The problem. Go through all of the material below, rename every "Target" to "Object", and give the lines again with everything else unchanged. Leave the pictures out of your answer.

━━━━━ Rows

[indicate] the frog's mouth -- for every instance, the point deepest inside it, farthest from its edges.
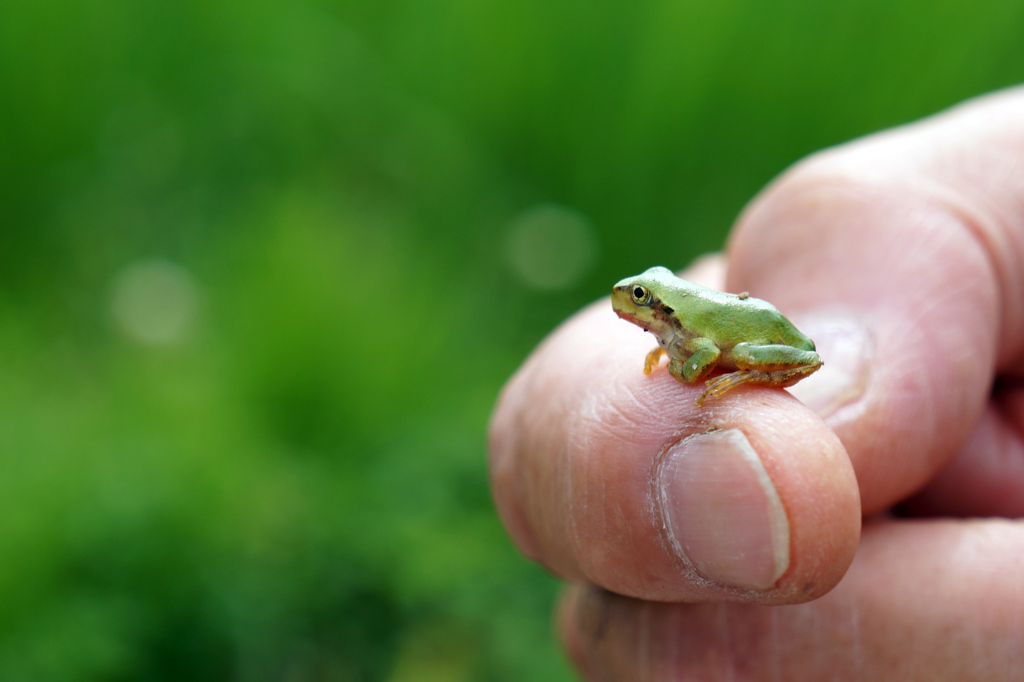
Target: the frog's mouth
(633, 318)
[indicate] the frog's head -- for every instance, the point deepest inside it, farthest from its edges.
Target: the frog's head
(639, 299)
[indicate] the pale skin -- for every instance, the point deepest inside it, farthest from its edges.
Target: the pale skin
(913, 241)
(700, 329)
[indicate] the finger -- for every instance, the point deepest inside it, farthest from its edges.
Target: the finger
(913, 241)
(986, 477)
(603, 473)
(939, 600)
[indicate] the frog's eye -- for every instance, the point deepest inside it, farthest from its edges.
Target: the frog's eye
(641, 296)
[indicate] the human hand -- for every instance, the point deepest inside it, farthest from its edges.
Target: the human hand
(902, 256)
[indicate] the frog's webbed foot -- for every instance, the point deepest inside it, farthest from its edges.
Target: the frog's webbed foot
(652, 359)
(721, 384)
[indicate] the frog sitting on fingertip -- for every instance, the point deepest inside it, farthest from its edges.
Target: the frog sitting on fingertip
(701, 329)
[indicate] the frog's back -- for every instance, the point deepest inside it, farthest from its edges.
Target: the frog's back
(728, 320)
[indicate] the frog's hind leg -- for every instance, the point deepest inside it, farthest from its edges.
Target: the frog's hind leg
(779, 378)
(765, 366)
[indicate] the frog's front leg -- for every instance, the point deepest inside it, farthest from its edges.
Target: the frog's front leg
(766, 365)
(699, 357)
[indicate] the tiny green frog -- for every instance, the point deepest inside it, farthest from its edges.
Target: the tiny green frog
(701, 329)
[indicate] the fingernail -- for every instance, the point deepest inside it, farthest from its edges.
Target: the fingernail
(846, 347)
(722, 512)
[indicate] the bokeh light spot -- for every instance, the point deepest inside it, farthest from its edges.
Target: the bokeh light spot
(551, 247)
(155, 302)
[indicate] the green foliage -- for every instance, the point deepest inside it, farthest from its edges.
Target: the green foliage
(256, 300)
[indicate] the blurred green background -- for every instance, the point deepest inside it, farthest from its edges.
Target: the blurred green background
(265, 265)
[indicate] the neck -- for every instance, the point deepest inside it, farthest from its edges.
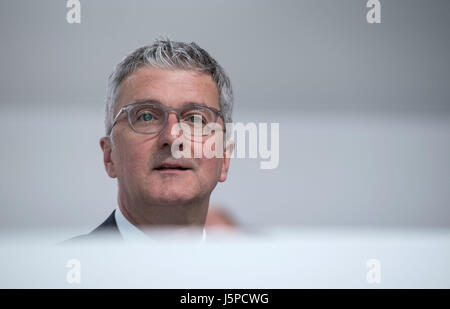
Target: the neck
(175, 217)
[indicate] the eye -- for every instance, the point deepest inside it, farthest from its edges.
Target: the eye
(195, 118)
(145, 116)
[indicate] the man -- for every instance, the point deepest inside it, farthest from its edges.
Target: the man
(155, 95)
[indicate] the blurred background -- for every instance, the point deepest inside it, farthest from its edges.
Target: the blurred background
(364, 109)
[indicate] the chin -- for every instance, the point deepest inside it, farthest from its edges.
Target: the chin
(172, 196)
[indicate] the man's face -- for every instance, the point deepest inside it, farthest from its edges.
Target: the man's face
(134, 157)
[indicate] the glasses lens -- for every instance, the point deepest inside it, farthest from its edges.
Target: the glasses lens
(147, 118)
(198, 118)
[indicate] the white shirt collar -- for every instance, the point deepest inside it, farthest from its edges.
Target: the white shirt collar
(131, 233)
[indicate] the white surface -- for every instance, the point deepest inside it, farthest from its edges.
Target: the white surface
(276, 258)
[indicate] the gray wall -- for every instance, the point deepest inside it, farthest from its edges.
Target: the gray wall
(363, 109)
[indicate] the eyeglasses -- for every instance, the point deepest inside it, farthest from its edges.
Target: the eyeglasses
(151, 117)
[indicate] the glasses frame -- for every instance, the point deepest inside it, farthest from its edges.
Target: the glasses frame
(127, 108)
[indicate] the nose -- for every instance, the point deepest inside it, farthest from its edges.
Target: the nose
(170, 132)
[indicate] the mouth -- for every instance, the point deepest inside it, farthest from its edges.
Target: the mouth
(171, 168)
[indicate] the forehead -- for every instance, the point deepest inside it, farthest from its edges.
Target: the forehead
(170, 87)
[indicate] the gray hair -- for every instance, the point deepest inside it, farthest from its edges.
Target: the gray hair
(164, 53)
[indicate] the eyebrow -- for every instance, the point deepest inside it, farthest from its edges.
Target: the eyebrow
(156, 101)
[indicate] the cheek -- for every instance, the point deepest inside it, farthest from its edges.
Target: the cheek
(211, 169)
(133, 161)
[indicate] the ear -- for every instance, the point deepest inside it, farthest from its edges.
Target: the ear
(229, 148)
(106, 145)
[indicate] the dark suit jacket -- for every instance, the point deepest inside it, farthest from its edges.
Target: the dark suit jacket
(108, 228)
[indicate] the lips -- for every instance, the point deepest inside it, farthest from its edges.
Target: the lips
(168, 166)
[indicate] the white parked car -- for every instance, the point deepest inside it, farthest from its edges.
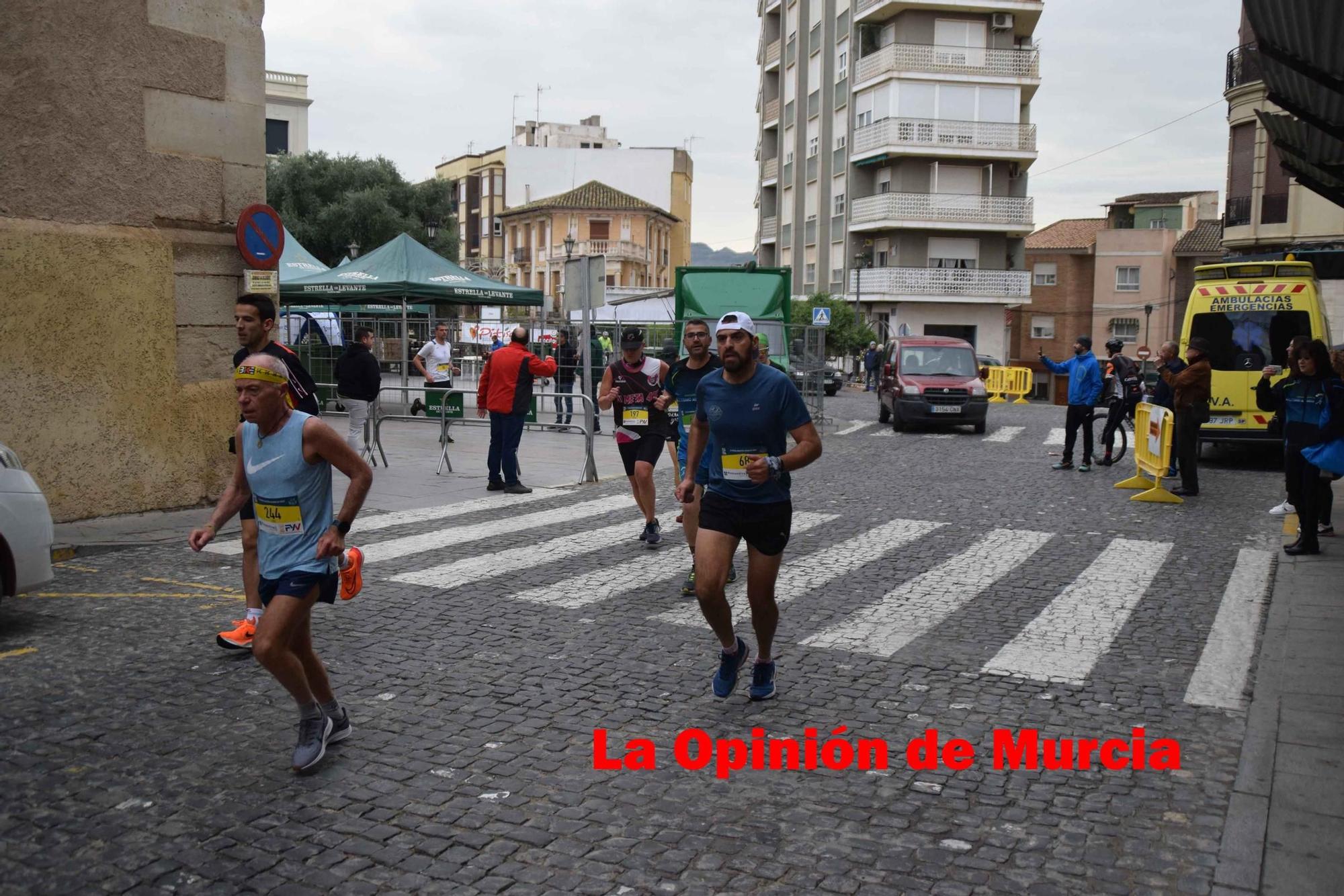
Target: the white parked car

━━━━━━━━━━

Worked answer.
[indicate] the frog's mouth -- for every instance, the point deepest inside it, farthest from its edges.
Object: the frog's mouth
(633, 318)
[indicate] the frog's head -- for every instance, the point deepest inside it, farthest from its edges.
Object: the frog's head
(639, 299)
[indicate] the pale skin -- for every instance, the point deepest inside it, farthest from its edges.
Object: the pale skin
(913, 241)
(700, 329)
[indicate] the finger -- for every instance, the point deepest inside it, farthest from its edges.
Object: the finger
(913, 241)
(986, 477)
(603, 473)
(939, 600)
[indicate] the frog's eye -- for every instance, the point deepest inside it, farthest from its edges.
Object: the frog's eye
(641, 296)
[indicate] the human hand -- for every instance, the point deepest inside it, farthest from its edges.
Object: the human hand
(902, 256)
[indicate] the frog's webbed foot -- for every instance, the point deepest inside it, farthest from its edges.
Object: the frog's webbed foot
(652, 359)
(721, 384)
[indicate] the frog sitting on fingertip -- for every instance, the point deepest inside it, farthest from its edges.
Object: the frog sitting on fingertip
(701, 329)
[indicate] the frog's back -- for every instance, the point deepest inside it, farthest from its edges.
Object: the frog's back
(728, 320)
[indicate] the frog's hind leg -- for every instance, the point deepest inside it, farthest from its edges.
Object: the frog's hind leg
(779, 378)
(765, 366)
[indicate] the frog's front leg -- for every instance, the point deepest inside it, farthest from its edges.
Object: the frog's front leg
(766, 365)
(699, 357)
[indicate] the tiny green frog -- for every instance, the point deepest inside it, farthest from its edges.
Object: the tiny green frog
(701, 329)
[indicate] the fingernail -- for every instance, the point deepest inside it, farthest from its edges.
Object: the fingernail
(846, 347)
(722, 512)
[indicate] the bokeh light spot -- for every instance, the point deepest inside it, farthest from its edges.
Object: the bokeh light spot
(551, 247)
(155, 302)
[indicate] the green foliage -- for every instance, the point deepest inside it, farthest from its edges.
Object: the green foliage
(256, 300)
[indicate] the blurred green background -- for every instance, the point deepest inside it, farthest from its edges.
Object: the blurred green background
(265, 265)
[indicate] the neck -- for every instance, the point deepest inside it, farthest from its edges.
Object: the neck
(175, 217)
[indicate] the eye -- for every instance, the point deepest inside it, farthest from its edges.
Object: the eye
(195, 118)
(145, 116)
[indicate] the man -- for every instance, the point deepest inside it, farthest from its edges.
Object: the man
(155, 95)
[indicate] the blurred background -- for every instance, the point deepest inside it, farthest from its edges.
Object: the blurred background
(364, 109)
[indicate] the chin -- for every instance, the point deepest inside it, farthest from its edges.
Object: the chin
(172, 196)
[indicate] the man's face -- for every instance, the point deepest inside it, farthest from its edges.
Object: the man's face
(134, 157)
[indicate] the glasses lens -- for every instance, the point deepest inside it, farthest from its edges.
Object: the glasses lens
(147, 118)
(198, 118)
[indicate] the white shirt collar -- for every instance, the point deepest inside it, farthest from its edges.
Object: the white shirt collar
(131, 233)
[indicate] the white surface -- for every instance, the point deepest inside it, farthest from its edges.
Object: the white surface
(276, 258)
[indicate] the gray wall -- for every instance, the point deepest inside it, farthest from its edges.
Object: the gray wall
(363, 109)
[indicate] the eyeglasses -- for every instance, the point deepest inside it, farthest from its edges.
Object: the eyeglasses
(151, 117)
[indicate] the glasses frame -- for every instance, the point deepest inside it, farthest from its edges.
Object: the glasses frame
(127, 108)
[indicate] the nose -- for every instance, the point deepest inside it, farthest from its edges.
Object: the nose
(170, 132)
[indicate] the mouth -- for every instance, the point deepest inside it, farthest from its edges.
Object: the mouth
(171, 168)
[indicate] the forehead -- for every instance, the point deepest inside it, farthest from its edges.
Object: the forehead
(170, 87)
[indicate] the gray hair -- for every instance, the point deepest inside it, farthest from its edges.
Object: the gray hair
(164, 53)
[indicate] the eyebrow -- for every instance, the point deepest inside it, farthest from its edges.
Object: the eyebrow
(156, 101)
[indicate] the cheek -- for every instance, the point deepest inside it, farthest from its edges.
Object: the cheek
(211, 169)
(133, 161)
[indicate] the ear -- for every instance, the point deepest inside it, farthest from its edges.
Object: the ear
(229, 148)
(106, 145)
[indicate] the dark suit jacket -- for every instance, the point deepest inside it, farthest from its edges.
Object: the dark suit jacket
(108, 228)
[indicate] the lips -- for every instance, the point deepest inside it, farthest from its edges.
Object: the lips
(168, 166)
[indicate] the white parked car -- for every instance, the point deepest inside it, farthest from its edges.
Object: the white parked car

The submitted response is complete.